# DATA SECTION start

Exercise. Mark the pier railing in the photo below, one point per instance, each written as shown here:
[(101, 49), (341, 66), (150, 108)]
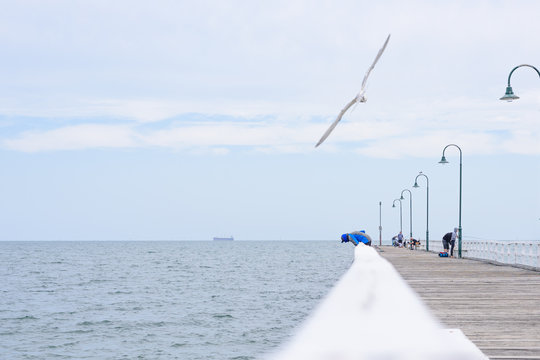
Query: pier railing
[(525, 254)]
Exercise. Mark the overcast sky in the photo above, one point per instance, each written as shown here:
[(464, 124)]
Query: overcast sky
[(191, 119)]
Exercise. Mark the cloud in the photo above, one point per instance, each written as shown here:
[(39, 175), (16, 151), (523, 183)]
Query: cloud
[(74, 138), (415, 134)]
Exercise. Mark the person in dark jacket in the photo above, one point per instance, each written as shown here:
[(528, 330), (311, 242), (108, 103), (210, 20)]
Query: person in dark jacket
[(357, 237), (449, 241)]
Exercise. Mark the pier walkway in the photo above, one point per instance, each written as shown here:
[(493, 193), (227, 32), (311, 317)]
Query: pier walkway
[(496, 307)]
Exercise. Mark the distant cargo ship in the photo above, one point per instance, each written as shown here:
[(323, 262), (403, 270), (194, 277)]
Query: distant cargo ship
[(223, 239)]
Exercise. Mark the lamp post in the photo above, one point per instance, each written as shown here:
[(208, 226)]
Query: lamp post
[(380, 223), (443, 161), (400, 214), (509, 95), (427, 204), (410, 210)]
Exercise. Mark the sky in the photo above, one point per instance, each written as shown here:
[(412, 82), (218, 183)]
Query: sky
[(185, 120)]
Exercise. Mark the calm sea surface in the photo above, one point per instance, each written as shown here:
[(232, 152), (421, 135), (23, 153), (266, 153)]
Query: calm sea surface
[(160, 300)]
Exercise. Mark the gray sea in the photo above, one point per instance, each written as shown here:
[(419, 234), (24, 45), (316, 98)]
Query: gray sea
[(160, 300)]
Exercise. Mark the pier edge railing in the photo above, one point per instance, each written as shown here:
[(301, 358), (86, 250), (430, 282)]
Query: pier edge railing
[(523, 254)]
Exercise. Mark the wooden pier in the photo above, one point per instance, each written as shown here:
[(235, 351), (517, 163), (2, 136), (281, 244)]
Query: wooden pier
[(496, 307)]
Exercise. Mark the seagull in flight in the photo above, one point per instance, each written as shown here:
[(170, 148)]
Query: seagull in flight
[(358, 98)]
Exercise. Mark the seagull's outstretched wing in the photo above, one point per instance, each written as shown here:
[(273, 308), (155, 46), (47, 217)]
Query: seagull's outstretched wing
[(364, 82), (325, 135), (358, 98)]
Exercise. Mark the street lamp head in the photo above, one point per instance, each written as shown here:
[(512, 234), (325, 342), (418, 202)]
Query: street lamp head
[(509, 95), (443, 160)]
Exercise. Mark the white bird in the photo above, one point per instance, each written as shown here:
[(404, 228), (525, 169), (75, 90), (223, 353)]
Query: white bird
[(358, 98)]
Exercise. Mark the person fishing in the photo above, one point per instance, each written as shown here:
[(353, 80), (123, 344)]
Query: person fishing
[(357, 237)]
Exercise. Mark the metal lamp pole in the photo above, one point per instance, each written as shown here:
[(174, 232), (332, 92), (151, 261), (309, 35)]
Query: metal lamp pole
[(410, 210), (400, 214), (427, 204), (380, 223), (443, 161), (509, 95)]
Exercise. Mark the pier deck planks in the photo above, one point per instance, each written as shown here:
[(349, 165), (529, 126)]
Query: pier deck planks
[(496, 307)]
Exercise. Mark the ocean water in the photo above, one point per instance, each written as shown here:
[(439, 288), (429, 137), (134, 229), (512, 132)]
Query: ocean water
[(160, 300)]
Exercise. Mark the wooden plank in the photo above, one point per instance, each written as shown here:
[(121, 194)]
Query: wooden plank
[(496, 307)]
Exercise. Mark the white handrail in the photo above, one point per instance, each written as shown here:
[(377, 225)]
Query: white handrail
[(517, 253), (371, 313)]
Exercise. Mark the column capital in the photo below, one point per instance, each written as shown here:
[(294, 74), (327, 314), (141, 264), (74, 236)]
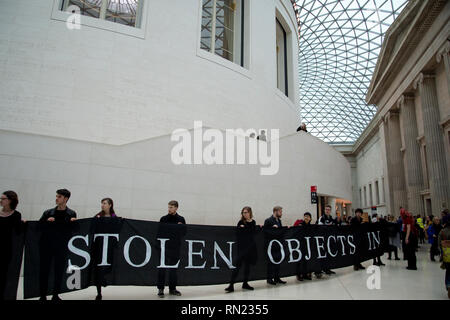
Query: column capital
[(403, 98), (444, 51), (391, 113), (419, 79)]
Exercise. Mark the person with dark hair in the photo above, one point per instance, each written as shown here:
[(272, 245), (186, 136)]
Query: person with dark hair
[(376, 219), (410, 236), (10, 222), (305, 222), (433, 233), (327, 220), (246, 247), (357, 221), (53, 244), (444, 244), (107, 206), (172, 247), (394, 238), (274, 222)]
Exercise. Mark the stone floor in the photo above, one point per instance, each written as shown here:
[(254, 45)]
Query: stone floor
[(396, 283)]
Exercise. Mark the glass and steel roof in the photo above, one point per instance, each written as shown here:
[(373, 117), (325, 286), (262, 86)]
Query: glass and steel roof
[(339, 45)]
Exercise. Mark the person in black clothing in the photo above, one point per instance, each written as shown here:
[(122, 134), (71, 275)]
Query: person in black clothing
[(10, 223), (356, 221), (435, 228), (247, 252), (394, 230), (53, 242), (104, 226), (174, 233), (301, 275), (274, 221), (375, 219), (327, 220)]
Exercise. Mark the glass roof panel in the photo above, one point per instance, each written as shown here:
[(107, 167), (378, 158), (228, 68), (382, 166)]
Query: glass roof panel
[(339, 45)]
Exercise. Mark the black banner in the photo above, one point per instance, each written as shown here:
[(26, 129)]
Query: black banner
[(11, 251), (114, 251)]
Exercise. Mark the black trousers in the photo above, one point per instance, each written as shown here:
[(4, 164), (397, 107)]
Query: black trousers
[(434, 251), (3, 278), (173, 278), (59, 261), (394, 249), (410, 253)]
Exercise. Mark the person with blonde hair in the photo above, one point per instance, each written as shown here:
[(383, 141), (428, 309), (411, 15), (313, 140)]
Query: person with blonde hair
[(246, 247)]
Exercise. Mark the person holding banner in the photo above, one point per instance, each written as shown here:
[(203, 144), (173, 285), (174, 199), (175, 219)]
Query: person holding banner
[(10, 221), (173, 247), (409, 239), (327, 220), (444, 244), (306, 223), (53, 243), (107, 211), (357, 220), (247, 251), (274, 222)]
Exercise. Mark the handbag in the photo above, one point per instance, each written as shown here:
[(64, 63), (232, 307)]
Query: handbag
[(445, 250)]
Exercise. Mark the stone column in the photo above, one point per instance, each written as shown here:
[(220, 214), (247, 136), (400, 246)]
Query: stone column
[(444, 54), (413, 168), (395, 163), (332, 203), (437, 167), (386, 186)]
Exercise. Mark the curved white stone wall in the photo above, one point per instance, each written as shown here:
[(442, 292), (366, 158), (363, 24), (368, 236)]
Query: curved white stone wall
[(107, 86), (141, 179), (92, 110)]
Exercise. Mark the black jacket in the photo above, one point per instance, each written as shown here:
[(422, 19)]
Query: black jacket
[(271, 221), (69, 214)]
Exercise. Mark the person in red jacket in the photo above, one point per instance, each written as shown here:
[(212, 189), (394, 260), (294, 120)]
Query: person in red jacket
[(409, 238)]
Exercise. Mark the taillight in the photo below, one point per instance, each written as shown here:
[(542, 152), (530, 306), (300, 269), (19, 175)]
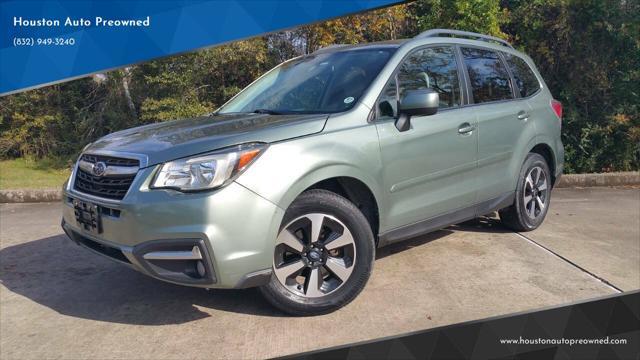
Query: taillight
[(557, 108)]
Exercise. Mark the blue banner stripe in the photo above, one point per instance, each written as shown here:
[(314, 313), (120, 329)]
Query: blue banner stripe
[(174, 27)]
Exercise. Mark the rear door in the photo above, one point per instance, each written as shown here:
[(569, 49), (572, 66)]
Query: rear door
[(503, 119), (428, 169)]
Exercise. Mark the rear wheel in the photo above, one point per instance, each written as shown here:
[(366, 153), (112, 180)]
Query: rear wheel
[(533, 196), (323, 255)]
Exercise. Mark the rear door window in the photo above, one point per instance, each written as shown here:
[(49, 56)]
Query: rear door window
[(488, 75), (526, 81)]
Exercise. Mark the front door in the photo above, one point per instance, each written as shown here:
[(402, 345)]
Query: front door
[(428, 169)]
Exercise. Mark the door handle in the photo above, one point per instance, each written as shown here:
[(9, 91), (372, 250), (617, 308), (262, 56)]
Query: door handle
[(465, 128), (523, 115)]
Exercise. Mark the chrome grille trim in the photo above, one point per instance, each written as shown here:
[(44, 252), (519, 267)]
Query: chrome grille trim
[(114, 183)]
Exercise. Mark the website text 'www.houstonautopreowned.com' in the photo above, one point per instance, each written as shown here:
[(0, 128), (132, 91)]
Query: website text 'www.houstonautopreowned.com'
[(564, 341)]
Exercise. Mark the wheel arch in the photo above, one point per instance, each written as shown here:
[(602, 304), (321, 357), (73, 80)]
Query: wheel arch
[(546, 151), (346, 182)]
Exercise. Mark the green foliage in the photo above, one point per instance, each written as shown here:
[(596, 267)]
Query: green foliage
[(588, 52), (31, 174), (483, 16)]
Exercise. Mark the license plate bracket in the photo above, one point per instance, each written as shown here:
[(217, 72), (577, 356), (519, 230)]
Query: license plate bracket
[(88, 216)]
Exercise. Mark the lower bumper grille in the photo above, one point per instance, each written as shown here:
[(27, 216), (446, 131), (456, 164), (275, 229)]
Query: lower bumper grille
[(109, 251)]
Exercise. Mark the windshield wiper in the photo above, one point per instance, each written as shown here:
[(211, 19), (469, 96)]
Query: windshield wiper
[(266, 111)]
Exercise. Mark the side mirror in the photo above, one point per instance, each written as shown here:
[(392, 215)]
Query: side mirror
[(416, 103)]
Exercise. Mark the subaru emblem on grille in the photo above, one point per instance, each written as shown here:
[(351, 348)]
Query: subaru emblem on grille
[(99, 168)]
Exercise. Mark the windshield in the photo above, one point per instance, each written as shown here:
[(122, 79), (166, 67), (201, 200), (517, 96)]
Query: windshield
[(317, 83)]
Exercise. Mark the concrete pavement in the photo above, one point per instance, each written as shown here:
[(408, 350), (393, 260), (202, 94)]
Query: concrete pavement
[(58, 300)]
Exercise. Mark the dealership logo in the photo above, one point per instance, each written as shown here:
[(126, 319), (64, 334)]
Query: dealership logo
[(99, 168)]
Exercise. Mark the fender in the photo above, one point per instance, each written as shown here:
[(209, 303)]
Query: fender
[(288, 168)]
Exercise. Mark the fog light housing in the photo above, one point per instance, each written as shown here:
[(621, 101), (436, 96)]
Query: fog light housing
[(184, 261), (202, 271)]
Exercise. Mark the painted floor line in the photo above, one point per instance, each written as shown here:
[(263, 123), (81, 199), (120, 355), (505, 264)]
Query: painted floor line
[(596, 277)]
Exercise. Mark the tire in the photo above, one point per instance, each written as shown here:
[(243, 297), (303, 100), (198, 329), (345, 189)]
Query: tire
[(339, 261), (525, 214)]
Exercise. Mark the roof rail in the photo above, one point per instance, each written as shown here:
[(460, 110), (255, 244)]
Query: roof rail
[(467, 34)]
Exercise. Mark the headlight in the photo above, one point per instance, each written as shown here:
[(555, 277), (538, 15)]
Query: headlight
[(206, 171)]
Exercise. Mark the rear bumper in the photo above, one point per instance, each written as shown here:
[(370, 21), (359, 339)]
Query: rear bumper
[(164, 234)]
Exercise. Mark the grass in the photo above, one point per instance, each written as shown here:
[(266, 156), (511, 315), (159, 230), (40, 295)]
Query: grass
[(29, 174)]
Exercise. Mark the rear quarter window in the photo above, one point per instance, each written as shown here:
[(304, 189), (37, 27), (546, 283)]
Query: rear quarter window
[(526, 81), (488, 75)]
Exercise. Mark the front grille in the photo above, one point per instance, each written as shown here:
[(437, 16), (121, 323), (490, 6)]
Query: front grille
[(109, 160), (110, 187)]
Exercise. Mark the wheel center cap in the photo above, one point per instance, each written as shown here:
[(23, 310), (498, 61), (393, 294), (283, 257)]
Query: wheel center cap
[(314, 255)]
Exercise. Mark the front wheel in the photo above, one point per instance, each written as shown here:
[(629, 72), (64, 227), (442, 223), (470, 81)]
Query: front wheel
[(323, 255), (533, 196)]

# DATA SECTION end

◆ PROBLEM DETAILS
Reproduce the rows as a numbered list, from the first line through the line that contains "[(223, 239)]", inclusive, omitting blank lines and leaving out the pictures.

◆ EXERCISE SOLUTION
1. Exercise. Mark the pier railing in the photo below, one point per instance, each written as shown here:
2. [(101, 49), (341, 66), (150, 108)]
3. Query: pier railing
4. [(525, 254)]
5. Exercise. Mark the overcast sky in the photo above, one point per instance, each written as shown here:
6. [(464, 124)]
7. Query: overcast sky
8. [(191, 119)]
9. Exercise. Mark the cloud in the photo above, one point per instance, each written as shown here:
10. [(39, 175), (16, 151), (523, 183)]
11. Query: cloud
12. [(74, 138), (415, 134)]
13. Exercise. Mark the person in dark jacket in the photo above, one point per instance, each written as shown here:
14. [(528, 330), (311, 242), (108, 103), (210, 20)]
15. Query: person in dark jacket
16. [(357, 237), (449, 241)]
17. Exercise. Mark the pier walkway in the photo above, one point per instance, each written as shown here:
18. [(493, 193), (227, 32), (311, 317)]
19. Query: pier walkway
20. [(496, 307)]
21. Exercise. Mark the distant cargo ship in the photo above, one point per instance, each written as shown here:
22. [(323, 262), (403, 270), (194, 277)]
23. Query: distant cargo ship
24. [(223, 239)]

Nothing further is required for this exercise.